━━━ Data shown
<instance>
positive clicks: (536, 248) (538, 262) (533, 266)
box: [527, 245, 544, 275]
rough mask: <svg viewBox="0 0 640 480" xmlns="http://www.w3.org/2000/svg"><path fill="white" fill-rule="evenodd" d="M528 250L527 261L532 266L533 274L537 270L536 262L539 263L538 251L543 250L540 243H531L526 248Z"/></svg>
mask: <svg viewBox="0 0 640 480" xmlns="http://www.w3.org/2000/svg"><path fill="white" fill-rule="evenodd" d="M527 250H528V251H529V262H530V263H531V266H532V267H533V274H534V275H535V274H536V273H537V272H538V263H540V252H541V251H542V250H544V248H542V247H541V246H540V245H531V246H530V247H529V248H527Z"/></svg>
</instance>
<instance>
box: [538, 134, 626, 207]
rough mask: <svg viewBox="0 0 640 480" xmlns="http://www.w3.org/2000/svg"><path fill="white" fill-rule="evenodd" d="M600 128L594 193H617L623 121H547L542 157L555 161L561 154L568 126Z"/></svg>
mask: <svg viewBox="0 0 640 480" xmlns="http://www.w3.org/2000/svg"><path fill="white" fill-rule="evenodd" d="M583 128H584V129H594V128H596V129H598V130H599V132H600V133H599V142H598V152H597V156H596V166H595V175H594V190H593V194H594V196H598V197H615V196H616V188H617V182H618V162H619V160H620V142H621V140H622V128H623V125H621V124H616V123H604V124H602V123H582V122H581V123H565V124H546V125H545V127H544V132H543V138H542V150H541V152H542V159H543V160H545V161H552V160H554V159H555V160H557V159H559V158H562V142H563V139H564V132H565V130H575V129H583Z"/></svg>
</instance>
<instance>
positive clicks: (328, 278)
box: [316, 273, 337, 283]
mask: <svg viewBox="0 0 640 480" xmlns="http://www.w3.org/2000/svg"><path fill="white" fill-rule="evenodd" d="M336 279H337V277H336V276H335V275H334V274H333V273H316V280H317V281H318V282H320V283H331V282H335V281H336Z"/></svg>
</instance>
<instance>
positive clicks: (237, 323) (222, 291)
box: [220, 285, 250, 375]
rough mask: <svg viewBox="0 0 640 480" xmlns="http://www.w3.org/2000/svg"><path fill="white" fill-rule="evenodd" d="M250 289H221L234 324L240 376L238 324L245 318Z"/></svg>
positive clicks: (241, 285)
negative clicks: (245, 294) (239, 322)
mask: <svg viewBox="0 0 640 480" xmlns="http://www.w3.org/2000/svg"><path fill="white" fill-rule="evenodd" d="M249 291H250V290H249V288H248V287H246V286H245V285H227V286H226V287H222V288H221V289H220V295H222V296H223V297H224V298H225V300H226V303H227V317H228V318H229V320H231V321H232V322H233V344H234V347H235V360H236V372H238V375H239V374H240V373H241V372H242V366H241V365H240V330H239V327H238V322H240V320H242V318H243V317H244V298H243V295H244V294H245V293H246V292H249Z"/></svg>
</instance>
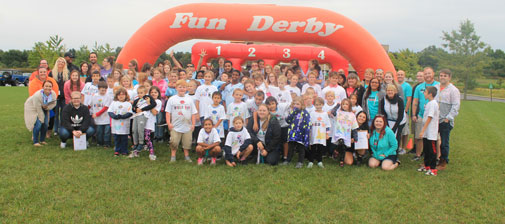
━━━━━━
§ What you are asked to do
Extract every line in the items above that contains the word "clicks".

§ Answer to the exercise
positive clicks: (536, 248) (538, 262) (533, 266)
positive clicks: (328, 278)
positive clicks: (237, 323) (222, 291)
positive clicks: (241, 285)
negative clicks: (245, 294) (239, 322)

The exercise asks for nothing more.